- [Written request] State how many lines in the records below contain the string "tree". Give only the number.

===== Records supplied

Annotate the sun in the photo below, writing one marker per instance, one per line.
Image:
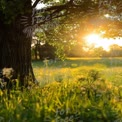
(93, 38)
(97, 41)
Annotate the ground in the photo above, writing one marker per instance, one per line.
(75, 90)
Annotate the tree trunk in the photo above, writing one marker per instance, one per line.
(15, 50)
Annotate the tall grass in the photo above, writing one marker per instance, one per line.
(69, 92)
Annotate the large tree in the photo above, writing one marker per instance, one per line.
(15, 45)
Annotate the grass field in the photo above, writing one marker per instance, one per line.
(72, 68)
(75, 90)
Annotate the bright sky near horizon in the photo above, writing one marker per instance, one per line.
(98, 41)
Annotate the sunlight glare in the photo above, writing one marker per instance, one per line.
(98, 41)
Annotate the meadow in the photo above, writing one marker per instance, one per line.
(74, 90)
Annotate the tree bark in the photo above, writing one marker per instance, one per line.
(15, 49)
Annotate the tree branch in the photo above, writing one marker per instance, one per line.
(35, 3)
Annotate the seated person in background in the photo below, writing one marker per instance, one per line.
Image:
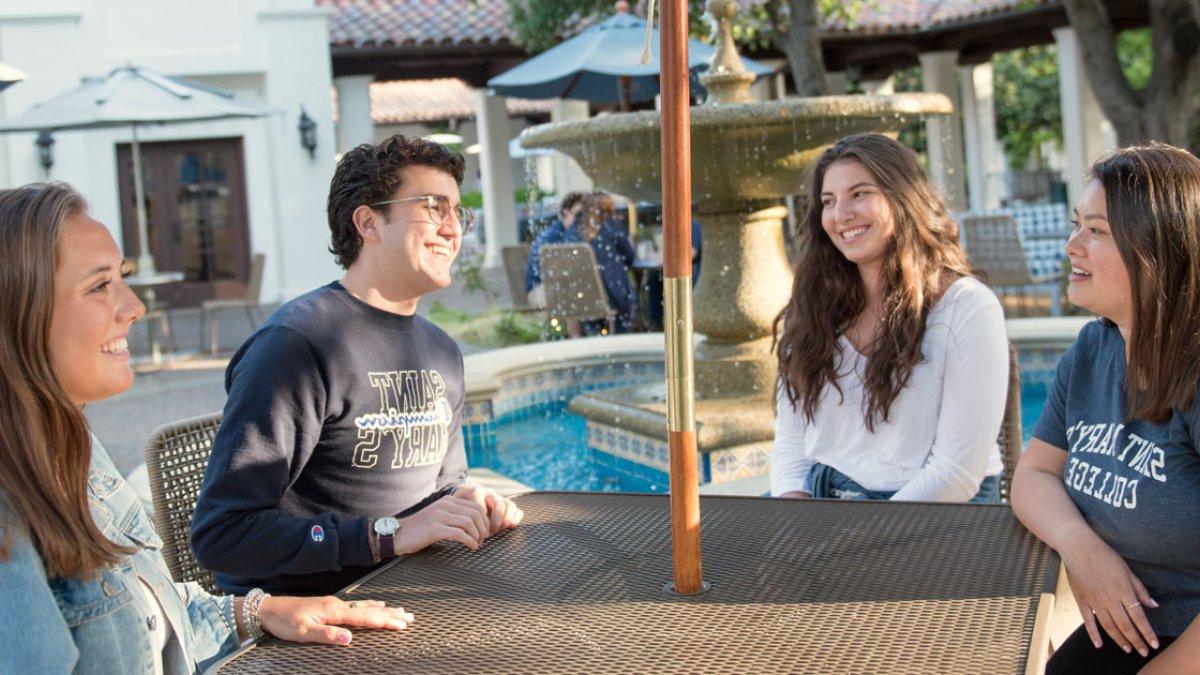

==========

- [Response for this exercise] 4